── TEXT EXTRACT

Cell capacity has been the harder, more capital-intensive segment to localise.
The 8.9 GW cell target, if delivered, will materially reduce Emmvee's import dependency.
It will also improve gross margins by capturing the cell-to-module value spread that currently flows offshore.
Investment thesis
Analysts have placed a Buy rating with a target price of Rs 354, implying a further 22% upside.
The investment thesis rests on three pillars.
First, India's domestic solar capacity addition trajectory, projected at well above 30 GW per year through the decade to meet 500 GW non-fossil targets, creates a strong demand backdrop for ALMM-listed module suppliers.
Second, the PLI scheme continues to incentivise vertically integrated cell-module operations, favouring players with end-to-end strategy.
Third, the customer mix is shifting toward utility-scale developers with multi-year offtake intent, lengthening Emmvee's order-to-delivery visibility.
Risks
Risks are however non-trivial.
Polysilicon and wafer prices remain volatile and largely determined by Chinese supply dynamics, exposing margin assumptions.
ALMM protection is a policy choice that, while currently strong, can be revisited.
Any softening would re-introduce import competition.
Capital expenditure for the integrated 6 GW facility is sizable, with execution risk on commissioning timeline.
Any delay would push out the cell-capacity ramp and the associated margin uplift.
Working-capital intensity, a feature of the entire industry, could rise as the order book scales, requiring careful balance-sheet management.
Sector positioning
Set against the broader sector landscape — First Solar's Q1 2026 earnings call the same day, ICRA's reaffirmation of Ayana Renewable Power's [ICRA]AA+ rating, POWERGRID InvIT at AAA — Emmvee's Q4 FY26 print positions it as a credible domestic alternative to import-dependent module sourcing.
For utility-scale solar developers placing 2026–28 orders, the company's expanding capacity, cell integration roadmap and demonstrated execution become a serious procurement consideration.
This applies even before factoring in the equity-market upside that public markets currently price in.

────

WRITTEN EXERCISE 1: Revise the Emmvee analysis starting at "Second, the PLI" and ending at "exposing margin assumptions.", replacing "utility-scale developers" with "commercial developers".
WRITTEN EXERCISE 2: Please copy every row below that contains the word "black", where case counts.

── DATASET CONTENT

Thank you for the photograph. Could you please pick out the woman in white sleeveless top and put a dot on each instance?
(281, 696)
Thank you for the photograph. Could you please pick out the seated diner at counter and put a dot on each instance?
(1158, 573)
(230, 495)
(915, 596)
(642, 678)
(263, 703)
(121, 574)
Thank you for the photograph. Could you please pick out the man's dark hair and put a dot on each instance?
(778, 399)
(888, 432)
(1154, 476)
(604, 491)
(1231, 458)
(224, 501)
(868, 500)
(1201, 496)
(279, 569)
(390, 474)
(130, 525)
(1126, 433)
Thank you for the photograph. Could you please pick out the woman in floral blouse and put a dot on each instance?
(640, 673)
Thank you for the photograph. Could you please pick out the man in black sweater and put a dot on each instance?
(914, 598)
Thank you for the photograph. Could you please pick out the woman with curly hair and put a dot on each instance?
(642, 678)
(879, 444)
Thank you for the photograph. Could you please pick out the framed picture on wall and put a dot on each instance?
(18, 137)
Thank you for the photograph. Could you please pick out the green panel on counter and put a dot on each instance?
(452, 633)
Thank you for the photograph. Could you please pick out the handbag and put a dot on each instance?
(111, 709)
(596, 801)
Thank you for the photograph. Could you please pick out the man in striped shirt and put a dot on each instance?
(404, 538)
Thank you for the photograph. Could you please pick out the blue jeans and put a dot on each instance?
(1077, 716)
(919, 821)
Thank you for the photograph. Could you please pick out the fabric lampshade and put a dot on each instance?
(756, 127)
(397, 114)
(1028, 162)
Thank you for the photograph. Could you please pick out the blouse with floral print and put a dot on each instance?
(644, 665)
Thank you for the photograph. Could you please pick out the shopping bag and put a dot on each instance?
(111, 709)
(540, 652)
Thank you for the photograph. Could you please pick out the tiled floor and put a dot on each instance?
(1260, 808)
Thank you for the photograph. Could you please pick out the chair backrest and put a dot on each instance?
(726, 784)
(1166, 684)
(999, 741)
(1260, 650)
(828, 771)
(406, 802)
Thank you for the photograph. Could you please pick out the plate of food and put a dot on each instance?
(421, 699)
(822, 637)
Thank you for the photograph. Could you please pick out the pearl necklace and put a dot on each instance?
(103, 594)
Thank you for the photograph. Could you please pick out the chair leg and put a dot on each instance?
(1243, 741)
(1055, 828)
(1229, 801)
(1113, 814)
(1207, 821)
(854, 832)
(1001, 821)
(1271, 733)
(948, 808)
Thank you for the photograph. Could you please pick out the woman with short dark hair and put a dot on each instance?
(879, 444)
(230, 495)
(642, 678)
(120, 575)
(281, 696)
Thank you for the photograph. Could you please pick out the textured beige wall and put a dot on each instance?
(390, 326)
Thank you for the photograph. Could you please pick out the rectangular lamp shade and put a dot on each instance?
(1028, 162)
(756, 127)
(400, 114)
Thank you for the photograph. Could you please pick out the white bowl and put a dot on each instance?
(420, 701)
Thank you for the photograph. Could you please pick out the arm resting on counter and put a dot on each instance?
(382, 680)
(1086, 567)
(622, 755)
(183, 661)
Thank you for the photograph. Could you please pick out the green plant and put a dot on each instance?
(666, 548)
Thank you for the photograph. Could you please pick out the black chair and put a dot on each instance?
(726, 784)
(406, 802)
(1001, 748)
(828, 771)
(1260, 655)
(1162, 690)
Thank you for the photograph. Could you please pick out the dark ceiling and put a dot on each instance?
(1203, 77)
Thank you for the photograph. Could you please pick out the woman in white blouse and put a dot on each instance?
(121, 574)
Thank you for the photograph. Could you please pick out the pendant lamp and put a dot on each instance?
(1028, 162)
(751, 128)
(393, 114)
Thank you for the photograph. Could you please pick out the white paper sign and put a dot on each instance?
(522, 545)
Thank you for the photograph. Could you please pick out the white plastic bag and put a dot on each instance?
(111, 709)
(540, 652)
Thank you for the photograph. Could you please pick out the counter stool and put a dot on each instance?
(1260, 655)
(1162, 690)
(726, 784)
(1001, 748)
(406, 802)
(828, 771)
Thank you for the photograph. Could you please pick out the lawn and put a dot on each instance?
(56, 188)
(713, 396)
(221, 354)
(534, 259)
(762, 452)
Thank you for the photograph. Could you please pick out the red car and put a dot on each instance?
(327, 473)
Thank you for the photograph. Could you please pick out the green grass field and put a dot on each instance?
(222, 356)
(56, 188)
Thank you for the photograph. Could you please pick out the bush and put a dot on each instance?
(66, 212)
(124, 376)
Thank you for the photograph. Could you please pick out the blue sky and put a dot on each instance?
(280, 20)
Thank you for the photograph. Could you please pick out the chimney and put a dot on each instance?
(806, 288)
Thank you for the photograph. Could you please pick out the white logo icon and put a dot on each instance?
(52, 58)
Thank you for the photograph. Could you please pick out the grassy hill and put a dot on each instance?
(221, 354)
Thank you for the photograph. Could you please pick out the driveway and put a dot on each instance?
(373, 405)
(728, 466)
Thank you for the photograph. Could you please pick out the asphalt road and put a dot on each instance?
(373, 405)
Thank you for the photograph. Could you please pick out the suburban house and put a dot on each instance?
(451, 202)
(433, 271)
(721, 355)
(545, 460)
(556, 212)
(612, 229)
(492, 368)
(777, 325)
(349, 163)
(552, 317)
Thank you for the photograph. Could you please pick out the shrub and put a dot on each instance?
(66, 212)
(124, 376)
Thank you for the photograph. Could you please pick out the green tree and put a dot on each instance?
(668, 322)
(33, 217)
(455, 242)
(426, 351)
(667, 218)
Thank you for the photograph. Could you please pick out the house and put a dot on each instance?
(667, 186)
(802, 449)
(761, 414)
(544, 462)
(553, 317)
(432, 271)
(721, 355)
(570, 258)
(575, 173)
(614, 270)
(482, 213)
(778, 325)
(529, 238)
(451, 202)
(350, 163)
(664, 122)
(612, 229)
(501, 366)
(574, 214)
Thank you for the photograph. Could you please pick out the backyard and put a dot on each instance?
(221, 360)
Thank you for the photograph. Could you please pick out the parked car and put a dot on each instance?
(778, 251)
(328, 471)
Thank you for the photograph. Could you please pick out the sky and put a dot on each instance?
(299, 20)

────

RESPONSE 1:
Second, the PLI scheme continues to incentivise vertically integrated cell-module operations, favouring players with end-to-end strategy.
Third, the customer mix is shifting toward commercial developers with multi-year offtake intent, lengthening Emmvee's order-to-delivery visibility.
Risks
Risks are however non-trivial.
Polysilicon and wafer prices remain volatile and largely determined by Chinese supply dynamics, exposing margin assumptions.

RESPONSE 2:
Thank you for the photograph. Could you please pick out the man in black sweater and put a dot on each instance?
Thank you for the photograph. Could you please pick out the black chair and put a dot on each instance?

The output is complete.